Please reproduce the material below with every "benchmark" switched to "evaluation" and nothing else altered. Leave the pictures out.
___ Exercise input
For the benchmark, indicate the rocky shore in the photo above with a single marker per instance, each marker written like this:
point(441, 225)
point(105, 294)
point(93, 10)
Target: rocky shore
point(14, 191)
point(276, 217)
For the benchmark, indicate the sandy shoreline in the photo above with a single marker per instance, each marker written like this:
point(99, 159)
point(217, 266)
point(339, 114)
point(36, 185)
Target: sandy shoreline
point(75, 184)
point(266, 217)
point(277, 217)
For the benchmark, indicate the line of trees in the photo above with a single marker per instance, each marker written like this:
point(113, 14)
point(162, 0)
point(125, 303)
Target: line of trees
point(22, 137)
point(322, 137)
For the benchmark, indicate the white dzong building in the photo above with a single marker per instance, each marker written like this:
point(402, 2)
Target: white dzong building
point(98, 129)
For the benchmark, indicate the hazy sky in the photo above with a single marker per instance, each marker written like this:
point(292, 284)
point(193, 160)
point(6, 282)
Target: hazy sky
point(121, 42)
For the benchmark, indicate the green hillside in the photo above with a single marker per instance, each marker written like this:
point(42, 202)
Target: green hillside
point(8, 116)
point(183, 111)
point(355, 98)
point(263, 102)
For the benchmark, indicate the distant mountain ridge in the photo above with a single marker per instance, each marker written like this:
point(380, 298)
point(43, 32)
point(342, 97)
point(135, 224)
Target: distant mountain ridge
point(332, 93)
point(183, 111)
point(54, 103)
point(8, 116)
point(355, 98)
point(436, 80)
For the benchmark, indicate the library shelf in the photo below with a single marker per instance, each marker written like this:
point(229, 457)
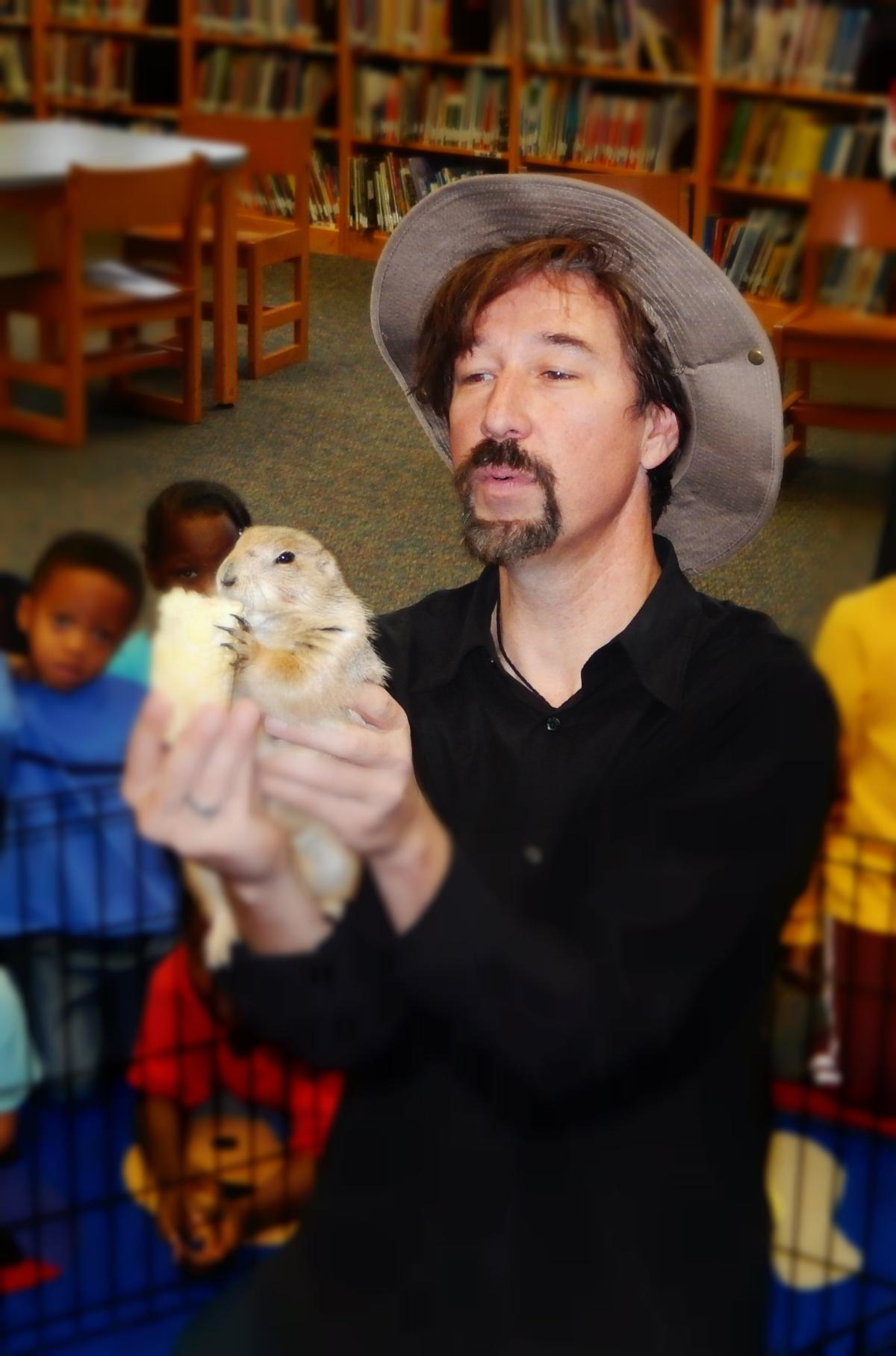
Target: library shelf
point(122, 109)
point(324, 239)
point(586, 167)
point(114, 30)
point(330, 34)
point(427, 148)
point(434, 58)
point(803, 94)
point(211, 38)
point(751, 190)
point(612, 75)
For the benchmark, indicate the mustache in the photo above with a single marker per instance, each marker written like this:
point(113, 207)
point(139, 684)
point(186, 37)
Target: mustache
point(506, 452)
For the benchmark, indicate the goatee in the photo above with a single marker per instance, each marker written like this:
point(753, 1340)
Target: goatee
point(505, 543)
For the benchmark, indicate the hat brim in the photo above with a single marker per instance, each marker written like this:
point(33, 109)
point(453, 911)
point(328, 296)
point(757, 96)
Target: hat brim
point(729, 472)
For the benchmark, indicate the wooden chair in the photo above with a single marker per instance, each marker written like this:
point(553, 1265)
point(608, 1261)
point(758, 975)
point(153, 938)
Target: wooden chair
point(842, 212)
point(670, 194)
point(276, 147)
point(75, 299)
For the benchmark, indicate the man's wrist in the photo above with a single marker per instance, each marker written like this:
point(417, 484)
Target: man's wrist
point(277, 915)
point(411, 872)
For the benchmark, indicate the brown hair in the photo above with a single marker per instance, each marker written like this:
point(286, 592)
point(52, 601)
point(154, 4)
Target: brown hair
point(449, 327)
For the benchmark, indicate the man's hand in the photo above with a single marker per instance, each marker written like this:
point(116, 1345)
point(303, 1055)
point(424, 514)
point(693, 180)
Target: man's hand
point(199, 796)
point(359, 781)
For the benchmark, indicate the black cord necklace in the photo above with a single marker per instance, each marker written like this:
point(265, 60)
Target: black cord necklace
point(503, 653)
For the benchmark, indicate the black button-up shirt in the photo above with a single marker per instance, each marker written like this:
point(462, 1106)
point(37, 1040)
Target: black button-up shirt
point(553, 1133)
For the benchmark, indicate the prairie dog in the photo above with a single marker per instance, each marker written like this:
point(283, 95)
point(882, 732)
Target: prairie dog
point(301, 646)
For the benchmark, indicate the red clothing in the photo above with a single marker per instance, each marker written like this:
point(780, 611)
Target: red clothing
point(184, 1053)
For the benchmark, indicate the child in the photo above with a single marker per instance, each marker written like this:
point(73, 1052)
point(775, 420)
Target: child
point(856, 882)
point(19, 1063)
point(83, 901)
point(190, 528)
point(190, 1057)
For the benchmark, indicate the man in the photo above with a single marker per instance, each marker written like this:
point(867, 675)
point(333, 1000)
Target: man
point(580, 840)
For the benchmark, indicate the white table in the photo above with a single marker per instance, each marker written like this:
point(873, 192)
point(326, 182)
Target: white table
point(34, 163)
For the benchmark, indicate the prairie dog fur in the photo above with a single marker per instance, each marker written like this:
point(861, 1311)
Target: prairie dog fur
point(304, 641)
point(301, 646)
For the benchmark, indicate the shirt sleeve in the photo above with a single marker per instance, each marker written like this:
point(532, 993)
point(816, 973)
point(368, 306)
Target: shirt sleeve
point(668, 944)
point(19, 1065)
point(334, 1008)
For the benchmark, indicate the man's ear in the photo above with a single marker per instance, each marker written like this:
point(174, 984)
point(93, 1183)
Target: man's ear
point(661, 437)
point(25, 612)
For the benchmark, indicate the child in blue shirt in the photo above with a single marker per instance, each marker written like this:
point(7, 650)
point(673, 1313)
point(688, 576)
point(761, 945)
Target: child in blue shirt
______
## Result
For the evaluation, indicate the rocky shore in the photo above with a single marker per instance, each marker written like this:
point(441, 225)
point(105, 294)
point(93, 10)
Target: rocky shore
point(14, 191)
point(276, 217)
For the evaluation, indicate the sandy shoreline in the photo above with a single marker per instance, each marker written like this:
point(99, 159)
point(217, 266)
point(339, 114)
point(36, 185)
Target: sandy shoreline
point(75, 184)
point(266, 217)
point(277, 217)
For the evaluation, indicate the line of trees in the photo above with a single marker per instance, each marker written like this:
point(113, 14)
point(162, 0)
point(125, 303)
Target: line of trees
point(22, 137)
point(322, 137)
For the evaluation, indicate the white dzong building in the photo above with a single marker per instance, each marker written like this:
point(402, 2)
Target: white dzong building
point(98, 129)
For the evaluation, indicate the hazy sky in the photo above with a single marker per instance, each marker written like this:
point(292, 284)
point(193, 160)
point(6, 282)
Target: hazy sky
point(121, 42)
For the evaluation, indicate the green hillside in the photo above with a single marker per instance, each marker written like this:
point(42, 202)
Target: green hillside
point(8, 116)
point(183, 111)
point(355, 98)
point(263, 102)
For the evaluation, indicate the distant mountain ridge in the photo above with a single marker per instance, each marker written like this:
point(380, 298)
point(43, 32)
point(342, 97)
point(135, 224)
Target: distant mountain ridge
point(332, 93)
point(183, 111)
point(54, 103)
point(8, 116)
point(355, 98)
point(436, 80)
For the evaluation, indicate the library shelf in the photo below with a single marker per instance, each marker written like this:
point(229, 457)
Target: library shelf
point(122, 109)
point(324, 239)
point(586, 167)
point(114, 30)
point(330, 34)
point(427, 148)
point(434, 58)
point(803, 94)
point(211, 38)
point(751, 190)
point(612, 75)
For the evaluation, indicate the mustache in the photo above with a single marker per instance, each marker written like this:
point(113, 207)
point(139, 684)
point(186, 37)
Target: mustache
point(506, 452)
For the evaluation, indicate the goatee in the photo above with a single marker per instance, each marker written like this:
point(753, 1340)
Target: goatee
point(505, 543)
For the evaluation, indicate the hat brim in the photo above with a single marker per instance, each marker written like this:
point(33, 109)
point(453, 911)
point(328, 296)
point(757, 96)
Target: hat brim
point(729, 472)
For the evaluation, indicate the wooden chair in the photo above with a single marker per instance, each marker written like this:
point(553, 1265)
point(608, 1261)
point(758, 975)
point(153, 938)
Target: wooden chair
point(842, 212)
point(670, 194)
point(276, 147)
point(75, 299)
For the evaluation, indicate the man's wrist in the photo above with a single marker per instance, each marker written like this:
point(417, 484)
Target: man's wrist
point(277, 915)
point(411, 872)
For the evaluation, indicate the brown hair in the photo above with a single marker per instance, each marker written like this:
point(286, 592)
point(52, 601)
point(154, 4)
Target: brown hair
point(449, 327)
For the evaluation, indicate the man's hand in the photo above with a single marker per instance, each marker written like this:
point(116, 1345)
point(303, 1055)
point(424, 514)
point(693, 180)
Target: man's hand
point(199, 796)
point(359, 781)
For the evaluation, indicate the black cord necklace in the photo above with a single marker per instance, each marker written like this:
point(265, 60)
Target: black cord necklace
point(503, 653)
For the evaluation, indicate the black button-up shirt in the photo above with a single marker per instance, each marker written like this:
point(462, 1106)
point(37, 1040)
Target: black button-up shirt
point(553, 1133)
For the evaluation, indicate the prairie dog in the photo above with a single marker per instance, each marker written like this:
point(283, 95)
point(882, 732)
Target: prairie dog
point(301, 646)
For the evaluation, indicate the red clothing in the photo above with a single marker per instance, each marker written like this:
point(780, 611)
Target: red clothing
point(184, 1053)
For the evaluation, indicate the child in the photo above with a single marker per instance, each marker written like this:
point(73, 1052)
point(775, 420)
Target: child
point(856, 882)
point(19, 1063)
point(83, 901)
point(190, 528)
point(190, 1057)
For the evaluation, indicate the man in the photo above with a single marker per instance, each marker written like this:
point(867, 675)
point(333, 1000)
Target: man
point(580, 840)
For the evaluation, indicate the white table in the photo above with a single marker per instance, each marker written like this:
point(873, 192)
point(326, 182)
Target: white table
point(34, 163)
For the evaluation, indicate the prairie dog fur in the photo above with a single marker per instance, each marker written like this:
point(861, 1311)
Target: prairie dog fur
point(304, 641)
point(301, 646)
For the evaluation, indicate the shirt sleeve in the photo above with a single marker per instance, each marker written like this:
point(532, 993)
point(816, 973)
point(368, 306)
Target: shirt sleeve
point(668, 944)
point(19, 1065)
point(334, 1008)
For the evaluation, indicate the man's ear in the photo above with a single marker per instance, each marker written like this:
point(174, 984)
point(93, 1183)
Target: man's ear
point(661, 437)
point(25, 612)
For the evaluation, indicate the child in blue shirt in the photo above with a single marker per instance, each marker written like this:
point(7, 650)
point(673, 1313)
point(688, 576)
point(761, 945)
Target: child in blue shirt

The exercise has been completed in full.